[Region labeling entries]
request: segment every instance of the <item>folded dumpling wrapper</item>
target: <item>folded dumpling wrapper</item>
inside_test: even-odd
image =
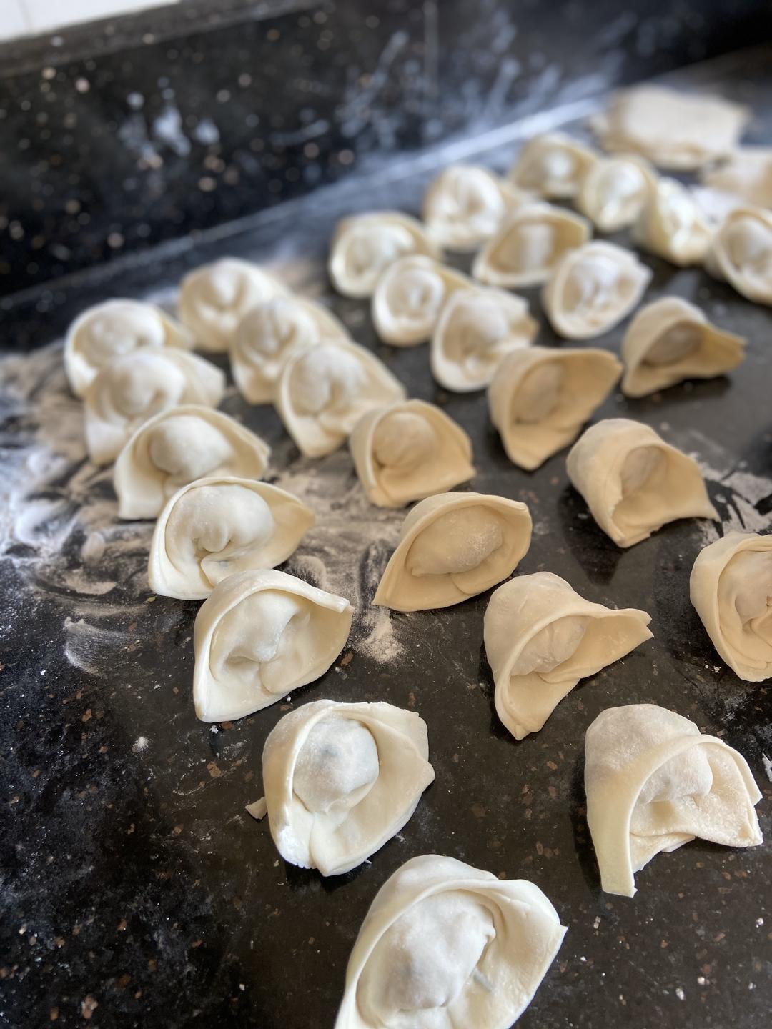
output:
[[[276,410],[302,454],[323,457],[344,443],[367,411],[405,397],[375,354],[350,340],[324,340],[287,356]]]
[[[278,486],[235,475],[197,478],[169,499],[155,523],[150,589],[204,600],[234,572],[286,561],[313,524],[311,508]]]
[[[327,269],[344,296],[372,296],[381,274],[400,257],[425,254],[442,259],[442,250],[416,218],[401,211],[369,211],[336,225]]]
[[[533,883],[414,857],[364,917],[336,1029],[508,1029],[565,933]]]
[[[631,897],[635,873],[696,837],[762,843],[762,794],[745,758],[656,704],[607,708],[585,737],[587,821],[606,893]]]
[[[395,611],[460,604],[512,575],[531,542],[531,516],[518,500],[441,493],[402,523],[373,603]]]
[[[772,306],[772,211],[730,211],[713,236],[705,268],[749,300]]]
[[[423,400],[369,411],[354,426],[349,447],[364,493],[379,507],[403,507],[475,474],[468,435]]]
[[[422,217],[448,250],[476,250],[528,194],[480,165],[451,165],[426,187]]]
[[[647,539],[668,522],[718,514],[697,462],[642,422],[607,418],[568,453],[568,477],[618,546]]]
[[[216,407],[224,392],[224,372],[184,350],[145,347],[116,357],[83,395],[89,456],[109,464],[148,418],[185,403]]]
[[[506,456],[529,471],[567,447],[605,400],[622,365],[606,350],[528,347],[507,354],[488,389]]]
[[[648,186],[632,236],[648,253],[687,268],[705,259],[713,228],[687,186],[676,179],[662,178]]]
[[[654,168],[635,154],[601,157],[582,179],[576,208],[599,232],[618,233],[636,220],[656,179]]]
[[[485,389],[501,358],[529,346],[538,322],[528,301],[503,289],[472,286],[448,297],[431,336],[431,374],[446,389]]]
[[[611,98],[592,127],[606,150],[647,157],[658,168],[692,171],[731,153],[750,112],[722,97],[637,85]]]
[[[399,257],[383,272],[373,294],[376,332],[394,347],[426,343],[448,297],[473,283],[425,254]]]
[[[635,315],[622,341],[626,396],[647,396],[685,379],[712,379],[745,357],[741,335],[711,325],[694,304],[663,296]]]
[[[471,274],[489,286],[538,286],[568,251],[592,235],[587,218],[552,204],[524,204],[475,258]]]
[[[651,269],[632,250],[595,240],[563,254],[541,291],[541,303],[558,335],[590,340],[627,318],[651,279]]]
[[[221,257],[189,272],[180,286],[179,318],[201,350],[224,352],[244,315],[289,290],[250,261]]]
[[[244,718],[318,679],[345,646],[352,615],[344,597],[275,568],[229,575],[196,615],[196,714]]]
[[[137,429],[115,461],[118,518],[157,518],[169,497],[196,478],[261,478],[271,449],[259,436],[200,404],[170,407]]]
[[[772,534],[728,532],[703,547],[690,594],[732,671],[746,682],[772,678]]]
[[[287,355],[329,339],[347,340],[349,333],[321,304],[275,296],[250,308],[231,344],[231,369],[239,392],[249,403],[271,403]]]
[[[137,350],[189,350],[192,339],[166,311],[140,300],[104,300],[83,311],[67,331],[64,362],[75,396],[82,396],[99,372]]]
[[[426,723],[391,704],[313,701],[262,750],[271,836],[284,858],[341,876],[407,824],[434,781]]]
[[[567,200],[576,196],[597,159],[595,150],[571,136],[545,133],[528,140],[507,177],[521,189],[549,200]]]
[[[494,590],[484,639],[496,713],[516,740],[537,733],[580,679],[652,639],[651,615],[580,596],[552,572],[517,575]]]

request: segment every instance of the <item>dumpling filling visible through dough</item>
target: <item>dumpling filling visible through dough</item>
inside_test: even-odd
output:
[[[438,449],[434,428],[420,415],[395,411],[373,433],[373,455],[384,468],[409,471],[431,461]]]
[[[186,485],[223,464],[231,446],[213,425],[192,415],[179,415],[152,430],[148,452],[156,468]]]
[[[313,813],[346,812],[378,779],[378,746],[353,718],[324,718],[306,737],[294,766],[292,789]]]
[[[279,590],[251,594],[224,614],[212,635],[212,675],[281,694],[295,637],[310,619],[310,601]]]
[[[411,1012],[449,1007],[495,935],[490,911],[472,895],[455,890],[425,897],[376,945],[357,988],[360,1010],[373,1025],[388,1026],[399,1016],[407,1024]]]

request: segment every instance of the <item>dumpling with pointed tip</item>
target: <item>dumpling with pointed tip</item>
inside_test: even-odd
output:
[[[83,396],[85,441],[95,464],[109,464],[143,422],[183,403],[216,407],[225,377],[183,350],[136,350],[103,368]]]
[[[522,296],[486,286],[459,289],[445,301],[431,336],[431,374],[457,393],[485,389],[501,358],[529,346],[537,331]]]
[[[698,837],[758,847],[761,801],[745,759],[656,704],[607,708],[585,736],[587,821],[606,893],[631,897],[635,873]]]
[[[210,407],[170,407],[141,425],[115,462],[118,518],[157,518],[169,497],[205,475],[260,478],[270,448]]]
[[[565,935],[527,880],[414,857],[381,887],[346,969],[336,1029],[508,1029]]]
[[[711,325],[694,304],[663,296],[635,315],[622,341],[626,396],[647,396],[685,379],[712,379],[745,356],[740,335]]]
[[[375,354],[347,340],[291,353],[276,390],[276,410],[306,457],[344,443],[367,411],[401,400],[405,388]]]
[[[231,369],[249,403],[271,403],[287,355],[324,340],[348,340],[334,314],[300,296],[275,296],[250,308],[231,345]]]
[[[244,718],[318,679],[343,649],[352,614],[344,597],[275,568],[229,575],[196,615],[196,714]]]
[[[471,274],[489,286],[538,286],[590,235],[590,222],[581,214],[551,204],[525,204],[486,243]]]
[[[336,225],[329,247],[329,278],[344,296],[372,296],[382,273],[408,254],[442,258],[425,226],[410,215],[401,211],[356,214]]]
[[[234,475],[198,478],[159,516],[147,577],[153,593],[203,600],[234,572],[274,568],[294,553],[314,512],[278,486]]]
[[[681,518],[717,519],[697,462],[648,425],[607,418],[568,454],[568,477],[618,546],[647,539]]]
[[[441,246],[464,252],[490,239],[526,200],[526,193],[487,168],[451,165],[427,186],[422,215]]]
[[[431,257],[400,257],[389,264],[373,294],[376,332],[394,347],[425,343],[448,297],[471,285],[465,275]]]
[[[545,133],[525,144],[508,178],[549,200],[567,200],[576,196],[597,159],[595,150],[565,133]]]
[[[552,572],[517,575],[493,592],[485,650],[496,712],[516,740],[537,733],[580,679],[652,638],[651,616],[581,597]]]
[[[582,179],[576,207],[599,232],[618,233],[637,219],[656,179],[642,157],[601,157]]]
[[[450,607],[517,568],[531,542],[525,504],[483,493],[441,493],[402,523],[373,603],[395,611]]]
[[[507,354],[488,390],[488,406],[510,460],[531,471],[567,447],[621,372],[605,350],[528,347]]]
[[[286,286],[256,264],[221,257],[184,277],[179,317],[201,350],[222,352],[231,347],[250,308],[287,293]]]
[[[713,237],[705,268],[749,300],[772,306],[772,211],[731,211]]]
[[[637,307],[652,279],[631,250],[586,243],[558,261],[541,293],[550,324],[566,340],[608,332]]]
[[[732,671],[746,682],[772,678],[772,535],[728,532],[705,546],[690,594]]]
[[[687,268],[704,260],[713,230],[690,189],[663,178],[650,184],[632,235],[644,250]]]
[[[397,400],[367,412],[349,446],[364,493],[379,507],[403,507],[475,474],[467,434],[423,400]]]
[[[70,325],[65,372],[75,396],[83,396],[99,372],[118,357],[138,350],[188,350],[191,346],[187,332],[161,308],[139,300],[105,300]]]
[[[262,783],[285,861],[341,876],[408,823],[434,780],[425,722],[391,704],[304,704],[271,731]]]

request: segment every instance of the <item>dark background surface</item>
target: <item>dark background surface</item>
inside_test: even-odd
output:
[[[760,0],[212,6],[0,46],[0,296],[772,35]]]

> Task to carry out:
Extract every line of the listing that contains the string "dark". Treat uppercase and lowercase letters as distinct.

> Result of the exercise:
request: segment every instance of the <item>dark background surface</item>
target: <item>dark background surface</item>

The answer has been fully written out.